__Beklenen__:
Osmanlı sekülerizasyonu üzerine olan metinde, "A.F. Braudel’in yaptığı" sözleriyle açılıp "de bunu kanıtlar." sözleriyle kapanan bölümü, "yapısal zaman" yerine "uzun erimli zaman" koyarak yeniden yazın.

__Sayfa alıntısı__:
○ ○ ○ ○ ○ ○ ○
Kutlu Kağan DALKILIÇ
Osmanlı İmparatorluğu’nun son asrı dikkate alındığında ciddi bir batılılaşma süreci ve akabinde reform çabaları görülecektir. Tanzimat’la idari ve bürokratik reformları başlatan süreç esasında Sultan 2. Mahmut’un zihni ve askeri reform çabalarına kadar dayanır. Kabaca ifade edilirse Durmuş Hocaoğlu bu durumu Osmanlı sekülerizasyon süreci olarak kabul eder. Cumhuriyet inkılâpları yaklaşık iki asırlık bu sekülerizasyon sürecinden temel alır. Bu durum bir süreklilik hâlidir ve süreklilik temellidir. Hocaoğlu bu anlamda, cumhuriyet laisizmini Osmanlı sekülerizasyon sürecinin devamı ve hızlandırılmış keskin biçimi olarak görür.
A.F. Braudel’in yaptığı “olgusal zaman ya da çevrimsel zaman” açısından bakarsak bu süreklilik ilişkisi kabul edilebilir bir görüştür. Ancak Faruk Alpkaya “KEMALİZM” adlı derleme eserin “Sol Kemalizm” başlıklı makalesinde bu duruma karşı çıkar. Alpkaya, Braudel’in olgusal zaman bakımından süreklilik ilişkisini haklı bulmakla beraber; “yapısal zaman” açısından bu ilişkinin süreklilik göstermediğini ifade eder. Alpkaya’ya göre uzun bir sürecin kopuşu cumhuriyet devrimidir ve bu devrim inkılâplarıyla beraber gelenek ve dini anlayıştan keskin bir kopuşu da belli başlı konularda içerisinde barındırır. Zira Kemalist inkılâpların da Osmanlı yükünden ve hatıralarından kurtulmak istediği bu açıdan anlamlıdır. Her yeni devrim kendi kültürünü yaratmak için geçmişle hesaplaşmak durumunda kalmıştır. Kemalist “Türk Genel Devrimi” de bunu kanıtlar.
○ ○ ○ ○ ○ ○ ○
__Veri satırları__:
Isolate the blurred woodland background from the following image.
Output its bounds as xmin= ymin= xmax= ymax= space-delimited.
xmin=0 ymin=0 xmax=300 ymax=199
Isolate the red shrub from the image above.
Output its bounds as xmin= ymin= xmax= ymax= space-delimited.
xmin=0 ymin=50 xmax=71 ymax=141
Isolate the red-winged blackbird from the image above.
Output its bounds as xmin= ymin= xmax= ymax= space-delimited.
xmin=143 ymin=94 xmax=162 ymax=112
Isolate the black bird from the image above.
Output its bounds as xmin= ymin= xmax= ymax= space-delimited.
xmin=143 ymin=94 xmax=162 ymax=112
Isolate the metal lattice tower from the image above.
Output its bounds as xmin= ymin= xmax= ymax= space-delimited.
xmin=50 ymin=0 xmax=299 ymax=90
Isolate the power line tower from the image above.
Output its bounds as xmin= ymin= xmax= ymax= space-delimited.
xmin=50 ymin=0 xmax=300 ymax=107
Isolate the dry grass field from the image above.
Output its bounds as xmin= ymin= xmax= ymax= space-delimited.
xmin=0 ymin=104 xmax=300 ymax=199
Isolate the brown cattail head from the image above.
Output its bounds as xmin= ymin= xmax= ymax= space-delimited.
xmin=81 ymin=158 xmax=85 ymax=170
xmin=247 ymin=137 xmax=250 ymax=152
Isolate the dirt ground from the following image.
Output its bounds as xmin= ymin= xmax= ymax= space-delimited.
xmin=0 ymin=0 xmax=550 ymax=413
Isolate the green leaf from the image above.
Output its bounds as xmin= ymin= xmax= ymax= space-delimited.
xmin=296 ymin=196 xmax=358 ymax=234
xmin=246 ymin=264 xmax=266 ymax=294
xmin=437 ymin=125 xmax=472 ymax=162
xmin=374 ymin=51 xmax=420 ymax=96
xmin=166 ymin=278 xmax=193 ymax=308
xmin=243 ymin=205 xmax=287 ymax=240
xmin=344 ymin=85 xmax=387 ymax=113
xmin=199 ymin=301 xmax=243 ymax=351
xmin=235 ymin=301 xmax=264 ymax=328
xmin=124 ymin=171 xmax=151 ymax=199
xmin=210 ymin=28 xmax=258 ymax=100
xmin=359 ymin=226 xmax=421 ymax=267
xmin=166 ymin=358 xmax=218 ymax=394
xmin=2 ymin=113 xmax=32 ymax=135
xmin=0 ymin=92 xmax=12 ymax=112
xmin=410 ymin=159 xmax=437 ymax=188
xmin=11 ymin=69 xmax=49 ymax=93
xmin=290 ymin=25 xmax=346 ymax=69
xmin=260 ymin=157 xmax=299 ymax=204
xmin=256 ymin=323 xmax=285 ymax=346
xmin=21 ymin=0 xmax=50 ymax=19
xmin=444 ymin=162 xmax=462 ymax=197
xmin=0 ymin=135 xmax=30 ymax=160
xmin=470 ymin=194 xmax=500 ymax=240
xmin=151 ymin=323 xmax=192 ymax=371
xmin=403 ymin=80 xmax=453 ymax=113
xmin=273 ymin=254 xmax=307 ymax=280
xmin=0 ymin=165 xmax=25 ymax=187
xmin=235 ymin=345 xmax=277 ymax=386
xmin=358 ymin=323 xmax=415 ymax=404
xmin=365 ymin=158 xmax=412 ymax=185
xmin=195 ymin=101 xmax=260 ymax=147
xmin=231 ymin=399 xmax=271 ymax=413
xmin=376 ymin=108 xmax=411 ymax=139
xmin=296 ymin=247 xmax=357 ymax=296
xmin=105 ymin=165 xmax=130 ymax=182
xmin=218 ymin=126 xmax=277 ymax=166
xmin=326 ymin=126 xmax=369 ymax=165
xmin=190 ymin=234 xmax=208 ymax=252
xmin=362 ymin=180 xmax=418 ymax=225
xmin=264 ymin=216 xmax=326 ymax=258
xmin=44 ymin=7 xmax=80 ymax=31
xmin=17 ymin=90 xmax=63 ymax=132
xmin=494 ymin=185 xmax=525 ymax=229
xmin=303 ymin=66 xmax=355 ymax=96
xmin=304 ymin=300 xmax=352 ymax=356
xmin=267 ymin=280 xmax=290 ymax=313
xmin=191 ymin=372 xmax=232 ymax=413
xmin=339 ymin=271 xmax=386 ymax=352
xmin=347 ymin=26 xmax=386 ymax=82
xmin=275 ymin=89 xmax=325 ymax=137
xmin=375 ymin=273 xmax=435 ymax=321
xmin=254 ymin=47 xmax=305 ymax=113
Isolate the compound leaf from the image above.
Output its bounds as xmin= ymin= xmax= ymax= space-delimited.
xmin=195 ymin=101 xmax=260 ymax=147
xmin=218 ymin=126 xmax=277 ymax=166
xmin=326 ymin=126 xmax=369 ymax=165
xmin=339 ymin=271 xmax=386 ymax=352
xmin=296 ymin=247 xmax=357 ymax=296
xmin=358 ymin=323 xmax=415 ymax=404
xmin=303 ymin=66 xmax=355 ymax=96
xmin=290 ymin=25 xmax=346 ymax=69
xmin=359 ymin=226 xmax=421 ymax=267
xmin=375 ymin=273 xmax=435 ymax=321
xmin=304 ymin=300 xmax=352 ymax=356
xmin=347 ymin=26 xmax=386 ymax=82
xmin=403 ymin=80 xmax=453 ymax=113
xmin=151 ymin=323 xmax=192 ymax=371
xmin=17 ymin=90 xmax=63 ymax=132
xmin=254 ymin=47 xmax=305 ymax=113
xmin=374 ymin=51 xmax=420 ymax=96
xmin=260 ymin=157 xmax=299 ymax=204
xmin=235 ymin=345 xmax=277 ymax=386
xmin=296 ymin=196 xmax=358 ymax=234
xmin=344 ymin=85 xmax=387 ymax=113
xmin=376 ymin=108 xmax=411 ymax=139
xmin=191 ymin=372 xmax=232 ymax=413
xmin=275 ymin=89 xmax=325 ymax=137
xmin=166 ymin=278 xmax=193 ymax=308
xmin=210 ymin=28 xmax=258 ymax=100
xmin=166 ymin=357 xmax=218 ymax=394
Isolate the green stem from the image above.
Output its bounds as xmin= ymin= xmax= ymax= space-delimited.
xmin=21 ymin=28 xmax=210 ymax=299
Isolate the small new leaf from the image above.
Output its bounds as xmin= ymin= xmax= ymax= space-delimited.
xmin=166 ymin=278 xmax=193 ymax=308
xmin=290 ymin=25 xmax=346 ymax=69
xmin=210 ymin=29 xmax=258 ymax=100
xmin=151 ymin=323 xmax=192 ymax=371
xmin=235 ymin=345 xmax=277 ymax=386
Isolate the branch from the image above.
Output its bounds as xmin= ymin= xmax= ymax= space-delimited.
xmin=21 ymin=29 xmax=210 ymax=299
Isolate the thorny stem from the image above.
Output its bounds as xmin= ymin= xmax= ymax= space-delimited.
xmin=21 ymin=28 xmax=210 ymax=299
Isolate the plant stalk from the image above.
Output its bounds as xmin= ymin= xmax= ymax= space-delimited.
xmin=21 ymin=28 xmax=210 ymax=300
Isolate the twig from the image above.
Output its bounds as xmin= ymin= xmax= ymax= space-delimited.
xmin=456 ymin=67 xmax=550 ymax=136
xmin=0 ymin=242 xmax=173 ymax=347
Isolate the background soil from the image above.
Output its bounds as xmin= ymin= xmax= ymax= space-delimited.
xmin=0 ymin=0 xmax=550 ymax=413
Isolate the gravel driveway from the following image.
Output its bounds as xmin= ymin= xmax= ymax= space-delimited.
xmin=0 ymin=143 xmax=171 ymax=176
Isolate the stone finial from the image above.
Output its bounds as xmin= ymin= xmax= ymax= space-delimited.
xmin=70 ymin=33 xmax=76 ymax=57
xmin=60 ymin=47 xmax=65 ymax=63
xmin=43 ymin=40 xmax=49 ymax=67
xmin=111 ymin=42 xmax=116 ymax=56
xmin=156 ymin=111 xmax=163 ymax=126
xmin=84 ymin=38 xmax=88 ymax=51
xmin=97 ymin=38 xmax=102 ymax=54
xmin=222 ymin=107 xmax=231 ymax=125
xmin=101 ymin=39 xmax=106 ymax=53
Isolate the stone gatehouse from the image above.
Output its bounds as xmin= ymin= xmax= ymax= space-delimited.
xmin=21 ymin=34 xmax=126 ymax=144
○ ○ ○ ○ ○ ○ ○
__Sonuç__:
A.F. Braudel’in yaptığı “olgusal zaman ya da çevrimsel zaman” açısından bakarsak bu süreklilik ilişkisi kabul edilebilir bir görüştür. Ancak Faruk Alpkaya “KEMALİZM” adlı derleme eserin “Sol Kemalizm” başlıklı makalesinde bu duruma karşı çıkar. Alpkaya, Braudel’in olgusal zaman bakımından süreklilik ilişkisini haklı bulmakla beraber; “uzun erimli zaman” açısından bu ilişkinin süreklilik göstermediğini ifade eder. Alpkaya’ya göre uzun bir sürecin kopuşu cumhuriyet devrimidir ve bu devrim inkılâplarıyla beraber gelenek ve dini anlayıştan keskin bir kopuşu da belli başlı konularda içerisinde barındırır. Zira Kemalist inkılâpların da Osmanlı yükünden ve hatıralarından kurtulmak istediği bu açıdan anlamlıdır. Her yeni devrim kendi kültürünü yaratmak için geçmişle hesaplaşmak durumunda kalmıştır. Kemalist “Türk Genel Devrimi” de bunu kanıtlar.